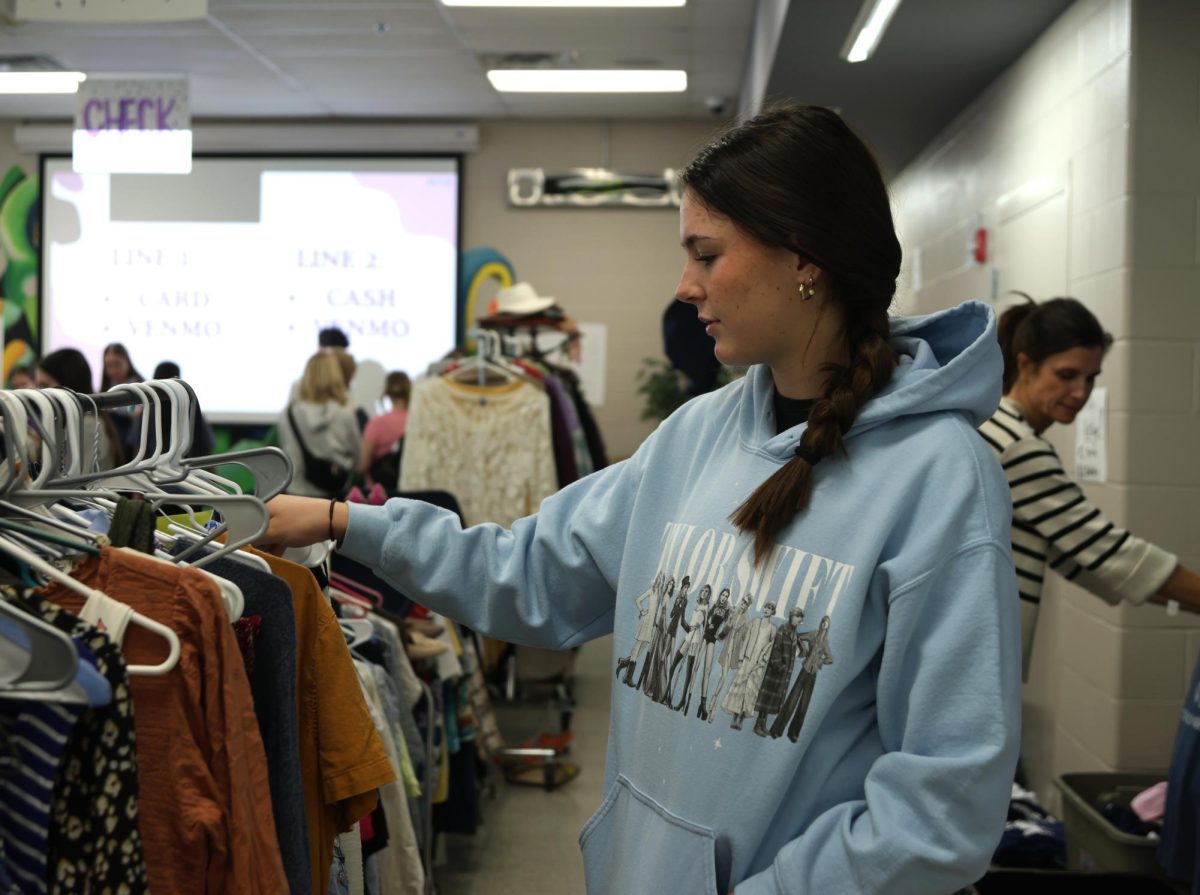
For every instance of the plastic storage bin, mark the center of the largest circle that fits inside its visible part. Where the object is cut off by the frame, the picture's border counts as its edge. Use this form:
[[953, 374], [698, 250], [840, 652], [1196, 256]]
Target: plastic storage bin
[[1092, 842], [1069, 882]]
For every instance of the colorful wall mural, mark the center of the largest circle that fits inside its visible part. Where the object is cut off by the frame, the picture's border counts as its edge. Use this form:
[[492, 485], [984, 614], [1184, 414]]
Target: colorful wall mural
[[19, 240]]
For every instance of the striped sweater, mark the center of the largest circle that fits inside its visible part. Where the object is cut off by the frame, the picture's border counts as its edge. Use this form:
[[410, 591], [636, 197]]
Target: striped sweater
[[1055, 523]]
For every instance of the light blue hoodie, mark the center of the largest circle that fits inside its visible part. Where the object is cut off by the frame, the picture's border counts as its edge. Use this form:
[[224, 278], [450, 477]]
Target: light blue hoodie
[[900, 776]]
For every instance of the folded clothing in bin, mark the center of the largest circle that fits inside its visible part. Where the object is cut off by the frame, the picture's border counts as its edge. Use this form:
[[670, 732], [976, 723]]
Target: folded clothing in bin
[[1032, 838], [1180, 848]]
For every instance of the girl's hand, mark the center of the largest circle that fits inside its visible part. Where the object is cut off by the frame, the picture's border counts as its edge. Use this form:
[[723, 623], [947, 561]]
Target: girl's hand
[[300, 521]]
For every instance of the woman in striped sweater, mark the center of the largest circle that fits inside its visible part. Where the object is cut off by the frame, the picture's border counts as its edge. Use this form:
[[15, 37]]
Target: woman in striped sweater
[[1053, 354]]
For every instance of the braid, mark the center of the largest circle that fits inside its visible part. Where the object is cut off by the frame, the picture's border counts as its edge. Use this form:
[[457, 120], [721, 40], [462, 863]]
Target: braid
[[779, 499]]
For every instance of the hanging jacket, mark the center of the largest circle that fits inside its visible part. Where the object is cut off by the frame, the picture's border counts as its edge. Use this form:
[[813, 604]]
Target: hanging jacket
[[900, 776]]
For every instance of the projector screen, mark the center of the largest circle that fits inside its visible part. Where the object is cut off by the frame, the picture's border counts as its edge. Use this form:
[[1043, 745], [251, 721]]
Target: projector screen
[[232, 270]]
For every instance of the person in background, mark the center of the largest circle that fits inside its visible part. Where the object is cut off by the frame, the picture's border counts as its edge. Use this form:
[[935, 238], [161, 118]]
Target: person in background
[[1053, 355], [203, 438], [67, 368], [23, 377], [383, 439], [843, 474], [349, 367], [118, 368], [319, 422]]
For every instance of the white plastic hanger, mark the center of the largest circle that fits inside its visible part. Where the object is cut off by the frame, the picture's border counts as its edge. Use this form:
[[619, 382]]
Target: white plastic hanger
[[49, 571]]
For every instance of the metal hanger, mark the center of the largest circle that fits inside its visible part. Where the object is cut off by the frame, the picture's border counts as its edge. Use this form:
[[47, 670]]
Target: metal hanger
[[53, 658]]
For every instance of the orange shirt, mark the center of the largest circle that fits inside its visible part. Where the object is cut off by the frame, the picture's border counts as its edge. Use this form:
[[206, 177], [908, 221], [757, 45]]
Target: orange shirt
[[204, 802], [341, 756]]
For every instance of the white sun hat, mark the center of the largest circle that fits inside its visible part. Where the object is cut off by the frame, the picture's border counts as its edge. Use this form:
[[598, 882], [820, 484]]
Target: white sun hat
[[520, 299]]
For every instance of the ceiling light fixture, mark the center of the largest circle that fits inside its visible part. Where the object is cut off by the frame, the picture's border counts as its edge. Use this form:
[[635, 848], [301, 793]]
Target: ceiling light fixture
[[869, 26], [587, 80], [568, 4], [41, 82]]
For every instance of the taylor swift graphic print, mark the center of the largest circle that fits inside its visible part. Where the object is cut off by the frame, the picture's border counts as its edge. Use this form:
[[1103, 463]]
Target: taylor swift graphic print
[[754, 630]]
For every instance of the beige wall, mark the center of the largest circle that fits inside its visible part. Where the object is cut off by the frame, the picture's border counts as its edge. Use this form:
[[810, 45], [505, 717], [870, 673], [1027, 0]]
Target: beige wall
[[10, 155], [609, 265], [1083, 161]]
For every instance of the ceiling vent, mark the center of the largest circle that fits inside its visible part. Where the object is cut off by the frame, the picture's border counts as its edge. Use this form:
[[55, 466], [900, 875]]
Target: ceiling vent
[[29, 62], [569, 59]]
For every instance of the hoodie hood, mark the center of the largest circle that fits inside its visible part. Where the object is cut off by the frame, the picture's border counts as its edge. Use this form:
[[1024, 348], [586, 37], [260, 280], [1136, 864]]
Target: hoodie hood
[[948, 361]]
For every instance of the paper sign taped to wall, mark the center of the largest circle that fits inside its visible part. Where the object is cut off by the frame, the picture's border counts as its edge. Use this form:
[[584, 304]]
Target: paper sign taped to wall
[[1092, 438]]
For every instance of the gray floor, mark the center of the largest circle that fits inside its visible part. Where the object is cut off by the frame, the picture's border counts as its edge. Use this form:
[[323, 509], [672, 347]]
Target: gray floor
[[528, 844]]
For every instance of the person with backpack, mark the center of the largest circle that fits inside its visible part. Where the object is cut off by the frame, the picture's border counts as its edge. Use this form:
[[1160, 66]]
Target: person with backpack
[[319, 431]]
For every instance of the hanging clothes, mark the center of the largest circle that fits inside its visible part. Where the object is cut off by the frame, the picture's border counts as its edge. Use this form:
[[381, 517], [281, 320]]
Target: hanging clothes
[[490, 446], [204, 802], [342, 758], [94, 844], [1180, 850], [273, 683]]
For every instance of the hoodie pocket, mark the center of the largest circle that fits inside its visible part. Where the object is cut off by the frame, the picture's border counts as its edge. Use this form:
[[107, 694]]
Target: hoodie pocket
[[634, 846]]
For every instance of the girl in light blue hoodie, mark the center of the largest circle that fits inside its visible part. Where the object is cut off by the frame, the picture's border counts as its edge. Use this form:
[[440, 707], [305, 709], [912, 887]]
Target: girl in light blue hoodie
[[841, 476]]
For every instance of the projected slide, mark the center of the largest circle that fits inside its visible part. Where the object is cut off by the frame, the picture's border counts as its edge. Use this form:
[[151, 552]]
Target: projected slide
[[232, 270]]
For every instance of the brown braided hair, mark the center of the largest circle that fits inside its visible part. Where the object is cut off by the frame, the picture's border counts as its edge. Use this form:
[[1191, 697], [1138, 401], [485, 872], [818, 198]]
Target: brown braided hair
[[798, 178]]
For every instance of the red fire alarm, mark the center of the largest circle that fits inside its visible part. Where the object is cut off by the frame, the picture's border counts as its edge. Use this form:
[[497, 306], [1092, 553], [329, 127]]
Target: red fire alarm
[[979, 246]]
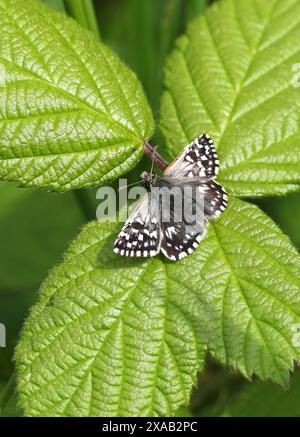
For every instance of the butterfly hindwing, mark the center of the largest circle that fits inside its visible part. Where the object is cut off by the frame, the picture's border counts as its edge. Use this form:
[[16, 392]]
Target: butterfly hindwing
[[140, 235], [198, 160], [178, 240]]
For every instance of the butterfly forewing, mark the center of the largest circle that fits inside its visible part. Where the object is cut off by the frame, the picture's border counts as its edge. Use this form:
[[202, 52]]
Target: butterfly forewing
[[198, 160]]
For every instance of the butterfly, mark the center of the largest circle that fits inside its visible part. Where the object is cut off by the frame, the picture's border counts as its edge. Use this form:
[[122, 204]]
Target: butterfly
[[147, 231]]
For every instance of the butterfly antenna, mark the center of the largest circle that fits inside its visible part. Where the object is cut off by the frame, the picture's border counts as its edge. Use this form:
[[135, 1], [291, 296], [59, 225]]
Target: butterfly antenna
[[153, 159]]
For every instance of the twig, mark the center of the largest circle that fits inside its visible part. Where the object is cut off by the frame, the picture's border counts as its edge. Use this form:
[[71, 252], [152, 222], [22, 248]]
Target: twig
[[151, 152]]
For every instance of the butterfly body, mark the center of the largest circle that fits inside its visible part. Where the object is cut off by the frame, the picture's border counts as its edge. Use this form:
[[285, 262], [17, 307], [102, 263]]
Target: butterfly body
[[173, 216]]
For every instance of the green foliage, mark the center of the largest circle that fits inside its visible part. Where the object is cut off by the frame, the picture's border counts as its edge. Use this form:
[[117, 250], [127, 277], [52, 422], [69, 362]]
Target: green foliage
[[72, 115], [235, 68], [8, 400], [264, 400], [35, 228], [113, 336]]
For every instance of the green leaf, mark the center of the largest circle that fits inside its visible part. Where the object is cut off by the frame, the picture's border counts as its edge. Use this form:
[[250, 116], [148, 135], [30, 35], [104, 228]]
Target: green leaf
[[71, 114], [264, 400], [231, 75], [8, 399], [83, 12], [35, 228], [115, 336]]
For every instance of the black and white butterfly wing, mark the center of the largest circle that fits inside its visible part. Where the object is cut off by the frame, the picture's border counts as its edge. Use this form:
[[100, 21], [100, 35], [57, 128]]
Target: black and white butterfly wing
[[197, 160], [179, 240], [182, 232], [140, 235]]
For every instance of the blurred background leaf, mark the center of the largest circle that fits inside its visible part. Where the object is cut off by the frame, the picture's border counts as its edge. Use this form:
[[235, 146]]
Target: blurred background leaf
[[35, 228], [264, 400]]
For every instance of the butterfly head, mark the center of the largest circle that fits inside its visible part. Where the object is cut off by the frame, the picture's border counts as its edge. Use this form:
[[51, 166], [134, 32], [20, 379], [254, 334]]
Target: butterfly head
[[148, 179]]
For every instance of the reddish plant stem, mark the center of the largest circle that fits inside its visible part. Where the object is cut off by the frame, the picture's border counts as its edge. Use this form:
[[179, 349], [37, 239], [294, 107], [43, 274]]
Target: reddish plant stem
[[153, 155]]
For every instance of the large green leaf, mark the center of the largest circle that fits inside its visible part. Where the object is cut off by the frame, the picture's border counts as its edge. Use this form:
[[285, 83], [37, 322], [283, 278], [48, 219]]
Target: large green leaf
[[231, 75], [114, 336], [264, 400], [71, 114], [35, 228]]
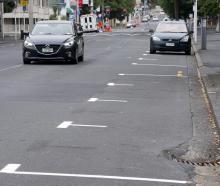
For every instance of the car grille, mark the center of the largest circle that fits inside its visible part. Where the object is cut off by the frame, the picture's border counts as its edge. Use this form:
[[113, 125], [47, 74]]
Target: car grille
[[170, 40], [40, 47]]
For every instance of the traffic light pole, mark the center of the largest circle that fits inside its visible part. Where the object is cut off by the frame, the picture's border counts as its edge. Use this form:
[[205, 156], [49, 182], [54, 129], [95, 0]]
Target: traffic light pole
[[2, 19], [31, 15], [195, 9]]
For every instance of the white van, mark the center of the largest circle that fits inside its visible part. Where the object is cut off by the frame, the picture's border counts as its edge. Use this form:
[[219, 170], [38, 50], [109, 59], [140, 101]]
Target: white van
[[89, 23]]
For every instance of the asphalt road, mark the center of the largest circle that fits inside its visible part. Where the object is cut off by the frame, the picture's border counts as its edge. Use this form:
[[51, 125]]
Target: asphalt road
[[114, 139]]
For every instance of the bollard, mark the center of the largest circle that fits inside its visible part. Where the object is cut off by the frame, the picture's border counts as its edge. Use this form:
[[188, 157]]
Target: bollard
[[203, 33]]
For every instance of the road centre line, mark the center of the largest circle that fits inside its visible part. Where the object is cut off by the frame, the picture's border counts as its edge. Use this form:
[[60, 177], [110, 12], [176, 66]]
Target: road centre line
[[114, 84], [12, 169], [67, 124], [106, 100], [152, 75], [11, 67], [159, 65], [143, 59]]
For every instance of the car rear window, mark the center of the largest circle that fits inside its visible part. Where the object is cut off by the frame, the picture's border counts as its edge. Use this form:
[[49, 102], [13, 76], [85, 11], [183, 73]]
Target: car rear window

=== Short task ===
Rescale the lines between the one holding "For every instance of the paper" and the one holding "[[1092, 438]]", inclusive, and give them all again with the requests and their format samples unchanged. Multiply every point coordinate in the answers by 0.25 and round to whole numbers, with halves rounding up.

=== Output for this exercise ===
For every instance of the paper sign taped to wall, mark the center of the largest circle that fits inside its visible part. Where the object is cut off by the frame, the picture's border counts as its edge. Use this form:
[[584, 304]]
Target: paper sign taped to wall
[[273, 110]]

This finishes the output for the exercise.